Passer le seuil d’une demeure pompéienne, comme nous y invite cette exposition, c’est franchir la porte de l’imaginaire. Tout est si parfaitement préservé qu’on ne peut croire à la mort de ceux qui vécurent ici, voilà 2000 ans. Ils sont vivants ; ils nous parlent.
Aucun site archéologique au monde, pas même la tombe de Toutankhamon, ne fascine autant que Pompéi. Aucun témoignage du passé ne fait, comme cette ville enfouie, travailler l’imagination. N’est-ce pas paradoxal ? Car si cette cité perdue et re trouvée est un lieu unique, c’est parce que tout y est préservé: les murs des maisons et leurs peintures, les tables et les chaises, les fontaines et les vases, les bouilloires et les baignoires, les manuscrits et les graffiti. Tout, jusqu’aux humains, jusqu’aux animaux saisis par la cendre au moment de leur agonie, et dont la forme nous est conservée avec une perfection douloureuse. Surgissement miraculeux, unique au monde, mais surgissement d’un passé si totalement sauvegardé, si peu lacunaire, qu’il semble ne laisser aucune place à l’imagination. Tout est présent, sous nos yeux. Il suffit de regarder et d’apprendre. L’esprit n’a rien à faire qu’à observer, à peindre sur le motif.
Or, c’est le contraire qui se passe: Pompéi, bien sûr, nous apprend infiniment. Mais on n’y va pas pour apprendre, on y va pour rêver. C’est la ville même de l’imaginaire. Afin de souligner et d’approfondir ce paradoxe, on pourrait citer cette phrase étonnante, signée Jean-Bertrand Pontalis, psychanalyste et écrivain: «Quand la chose même est présente, la place est libre pour halluciner !». Pontalis l’écrit précisément à propos de Pompéi, et des méditations que cette ville a suscitées – aussi bien les œuvres de pure imagination, comme la fameuse Gradiva de Wilhelm Jensen, que l’interprétation, par Freud, de ce bref roman. Dans l’esprit humain, en deçà ou au-delà de toute plénitude apparente, se creuse toujours un manque. Rien ne nous comble, surtout pas la chose même.
Dès lors, rien ne nous échappe davantage que Pompéi, qui pourtant se livre à nous dans sa plénitude, elle qui nous offre, sans lacunes et sans coupures, le spectacle de la vie romaine telle qu’elle fut au début de notre ère. En tout autre lieu du monde, le temps qui passe dégrade, abîme, efface; il renverse les fûts de colonnes, délave les peintures, réduit le bois en poussière, et la chair mieux encore. Or à Pompéi, ce travail du temps ne s’est pas fait. Le passé n’est pas présent sous forme de traces ou de ruines; il est là, tout neuf. C’est la chose même, oui. Mais sa plénitude est un manque terrible: aucun des prestiges du présent ne lui fait défaut, sauf la vie. Notre vie, la vie des vivants.

• [TRAVAIL À FAIRE]:
#1 Recopiez le texte sur Pompéi entre « Or, c’est le » et « la chose même. », bornes comprises.
#2 Traduisez en anglais cette phrase du texte sur Pompéi : « Mais on n’y va pas pour apprendre, on y va pour rêver. »
#3 Relevez toutes les personnes nommées dans le texte sur Pompéi.

• [DONNÉES ENREGISTRÉES]:
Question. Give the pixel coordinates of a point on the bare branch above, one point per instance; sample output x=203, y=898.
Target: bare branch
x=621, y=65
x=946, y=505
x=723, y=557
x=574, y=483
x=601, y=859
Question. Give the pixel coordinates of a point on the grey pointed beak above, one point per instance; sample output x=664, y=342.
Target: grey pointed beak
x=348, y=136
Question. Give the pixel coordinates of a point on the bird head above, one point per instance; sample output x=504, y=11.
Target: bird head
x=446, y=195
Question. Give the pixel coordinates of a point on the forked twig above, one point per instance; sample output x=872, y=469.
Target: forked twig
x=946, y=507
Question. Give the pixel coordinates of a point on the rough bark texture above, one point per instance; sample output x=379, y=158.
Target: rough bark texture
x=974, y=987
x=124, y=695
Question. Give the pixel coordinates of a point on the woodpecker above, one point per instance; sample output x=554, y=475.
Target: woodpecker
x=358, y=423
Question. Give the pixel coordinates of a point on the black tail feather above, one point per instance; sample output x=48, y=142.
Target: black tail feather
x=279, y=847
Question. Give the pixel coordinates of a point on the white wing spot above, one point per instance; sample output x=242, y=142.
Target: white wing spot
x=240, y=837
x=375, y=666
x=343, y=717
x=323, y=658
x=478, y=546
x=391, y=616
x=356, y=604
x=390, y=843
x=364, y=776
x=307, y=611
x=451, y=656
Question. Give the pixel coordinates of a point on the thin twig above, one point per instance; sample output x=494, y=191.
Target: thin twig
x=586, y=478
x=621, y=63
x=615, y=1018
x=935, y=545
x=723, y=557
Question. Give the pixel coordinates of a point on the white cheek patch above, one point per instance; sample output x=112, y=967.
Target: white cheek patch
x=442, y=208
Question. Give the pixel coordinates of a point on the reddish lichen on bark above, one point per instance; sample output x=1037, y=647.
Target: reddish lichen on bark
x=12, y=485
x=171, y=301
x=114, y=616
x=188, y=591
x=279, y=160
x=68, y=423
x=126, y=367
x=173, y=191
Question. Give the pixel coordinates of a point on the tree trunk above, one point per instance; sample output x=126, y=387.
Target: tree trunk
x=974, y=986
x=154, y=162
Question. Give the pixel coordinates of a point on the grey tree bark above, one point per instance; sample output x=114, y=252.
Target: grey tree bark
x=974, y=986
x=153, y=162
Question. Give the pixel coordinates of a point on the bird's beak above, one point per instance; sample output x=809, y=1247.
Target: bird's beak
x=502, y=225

• [CORRIGÉ DES EXERCICES]:
#1
Or, c’est le contraire qui se passe: Pompéi, bien sûr, nous apprend infiniment. Mais on n’y va pas pour apprendre, on y va pour rêver. C’est la ville même de l’imaginaire. Afin de souligner et d’approfondir ce paradoxe, on pourrait citer cette phrase étonnante, signée Jean-Bertrand Pontalis, psychanalyste et écrivain: «Quand la chose même est présente, la place est libre pour halluciner !». Pontalis l’écrit précisément à propos de Pompéi, et des méditations que cette ville a suscitées – aussi bien les œuvres de pure imagination, comme la fameuse Gradiva de Wilhelm Jensen, que l’interprétation, par Freud, de ce bref roman. Dans l’esprit humain, en deçà ou au-delà de toute plénitude apparente, se creuse toujours un manque. Rien ne nous comble, surtout pas la chose même.

#2 But one does not go there to learn; one goes there to dream.

#3 Toutankhamon, Jean-Bertrand Pontalis, Wilhelm Jensen, Freud